▶ Aufgaben:
1) Beantworten Sie anhand des Textes über die Münchner Räterepublik:
(a) Wie viele Bewaffnete nahmen am Aufmarsch am letzten Tag des Generalstreiks teil?
(b) Bis zu welchem Tag kämpften die Partei und die Rote Armee?
(c) An welchem Datum trat der Spartakusbund aus der USP aus?
2) Greifen Sie den Text über die Münchner Räterepublik dort auf, wo er endet, und führen Sie ihn fort.

Der letzte Tag des Generalstreiks erlebte einen gewaltigen, disziplinierten Aufmarsch des Münchner Proletariats, darunter 15.000 Bewaffnete. Doch die inneren Schwierigkeiten der Rätediktatur wuchsen. Toller, Klingelhöfer und Maenner sprachen sich vor den Betriebsräten am 26. April gegen die Kommunisten und für eine Kapitulation vor der Hoffmann-Regierung aus. Die Partei und die Rote Armee verweigerten sich der Kapitulation und kämpften noch bis zum 3. Mai. Danach setzte ein unvorstellbares Gemetzel der „Weißen“ ein.

Bewertung der KPD-Politik

Wesentliche Elemente des Bolschewismus schlugen sich in der Politik der jungen Organisation der jungen Partei nieder - der Spartakusbund war erst am 6. Dezember nach dem Beschluss zu den Landtagswahlen aus der USP ausgetreten! Kritik an reformistischen, anarchistischen, populistischen und zentristischen Konzeptionen paarte sich mit flexibler Einheitsfronttaktik (Verteidigung der 1. „Räterepublik“).

(Datensätze zum Zeigen)
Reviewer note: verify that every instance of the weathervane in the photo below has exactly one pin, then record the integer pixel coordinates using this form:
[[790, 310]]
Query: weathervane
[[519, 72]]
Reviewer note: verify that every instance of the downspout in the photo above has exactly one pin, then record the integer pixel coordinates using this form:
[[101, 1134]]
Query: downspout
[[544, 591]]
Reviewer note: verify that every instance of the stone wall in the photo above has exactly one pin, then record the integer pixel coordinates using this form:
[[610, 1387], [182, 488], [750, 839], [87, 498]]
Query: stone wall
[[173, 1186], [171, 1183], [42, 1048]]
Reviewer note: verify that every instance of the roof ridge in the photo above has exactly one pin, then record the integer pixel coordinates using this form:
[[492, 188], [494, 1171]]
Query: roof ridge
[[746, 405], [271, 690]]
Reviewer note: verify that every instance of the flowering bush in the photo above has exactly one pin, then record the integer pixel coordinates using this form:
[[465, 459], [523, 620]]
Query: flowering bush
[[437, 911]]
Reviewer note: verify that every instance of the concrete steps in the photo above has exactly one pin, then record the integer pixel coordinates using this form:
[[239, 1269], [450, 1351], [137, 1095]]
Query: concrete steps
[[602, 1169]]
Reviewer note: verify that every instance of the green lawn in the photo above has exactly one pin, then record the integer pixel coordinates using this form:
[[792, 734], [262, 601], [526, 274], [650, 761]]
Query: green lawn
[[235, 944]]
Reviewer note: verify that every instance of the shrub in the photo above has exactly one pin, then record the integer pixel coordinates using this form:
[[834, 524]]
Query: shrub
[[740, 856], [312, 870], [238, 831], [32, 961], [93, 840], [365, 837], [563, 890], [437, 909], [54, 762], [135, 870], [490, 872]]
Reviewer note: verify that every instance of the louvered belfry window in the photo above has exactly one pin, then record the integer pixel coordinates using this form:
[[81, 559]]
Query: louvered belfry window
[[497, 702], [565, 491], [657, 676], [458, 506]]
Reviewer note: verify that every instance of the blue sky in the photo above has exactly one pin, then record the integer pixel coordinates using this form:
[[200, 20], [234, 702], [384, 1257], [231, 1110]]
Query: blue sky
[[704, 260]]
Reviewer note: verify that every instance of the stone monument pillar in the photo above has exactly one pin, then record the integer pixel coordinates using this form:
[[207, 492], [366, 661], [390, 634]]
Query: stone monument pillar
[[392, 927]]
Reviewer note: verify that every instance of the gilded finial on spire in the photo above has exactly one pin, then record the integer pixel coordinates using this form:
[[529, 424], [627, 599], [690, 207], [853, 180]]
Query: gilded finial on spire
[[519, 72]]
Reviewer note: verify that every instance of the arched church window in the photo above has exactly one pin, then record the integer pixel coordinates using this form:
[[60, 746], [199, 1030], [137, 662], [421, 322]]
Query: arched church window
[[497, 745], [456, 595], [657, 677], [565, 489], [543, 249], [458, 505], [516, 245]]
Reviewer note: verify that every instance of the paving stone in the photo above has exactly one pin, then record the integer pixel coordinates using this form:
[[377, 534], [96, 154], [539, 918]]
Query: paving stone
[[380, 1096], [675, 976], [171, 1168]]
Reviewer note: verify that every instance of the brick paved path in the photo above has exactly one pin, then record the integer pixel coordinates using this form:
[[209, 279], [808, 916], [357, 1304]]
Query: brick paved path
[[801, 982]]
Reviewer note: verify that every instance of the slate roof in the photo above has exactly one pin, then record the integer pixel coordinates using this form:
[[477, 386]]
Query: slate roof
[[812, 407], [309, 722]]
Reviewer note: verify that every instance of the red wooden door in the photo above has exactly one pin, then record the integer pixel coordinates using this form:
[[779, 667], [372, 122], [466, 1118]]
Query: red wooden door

▶ Lösungen:
1)
(a) 15.000 Bewaffnete
(b) Bis zum 3. Mai
(c) Am 6. Dezember

2)
Stets wurde betont, dass sich die KPD nur an einer echten Arbeiterregierung beteiligen würde und worin deren Aufgaben bestünden. Dies alles unter dem Eindruck eines Kampfes, der fast nicht zu gewinnen ist, dem aber wie in den russischen Juli-Tagen Tribut zu zollen ist, um die Masse klassenbewusster ArbeiterInnen nicht im Stich zu lassen. Alle Achtung! Vor dieser politischen Leistung ziehen wir den Hut.

Sicher begünstigte die Wahl der Betriebsräte die Kleinbetriebe und stärkte das kleinbürgerliche Element in den Räten. Aber die Partei erkannte das, forderte nach entscheidenden Klassenkämpfen immer wieder Neuwahlen. Die Reichszentrale unter Levi und Thalheimer soll gänzlich gegen eine Beteiligung am „abenteuerlichen Räteexperiment“ gewesen sein. Wenn das stimmt, so hat die bayrische Organisation mehr Weitblick und Mut, mehr Verantwortungsbewusstsein vor der Revolution bewiesen. Lenin wies in einem Telegramm an die Scheinräterepublik auf die Bedeutung der Agrarfrage hin und war davon überzeugt, dass auch die 2. Räterepublik die Kleinbauernschaft, Pächter und Landproletarier missachtet habe. Die bayrische Diktatur des Proletariats hätte wie in Russland ihren Ausdruck in einer Arbeiter- und Bauernregierung finden müssen. Auf diese Kritik adäquat einzugehen, sprengt allerdings den Rahmen unseres Artikels.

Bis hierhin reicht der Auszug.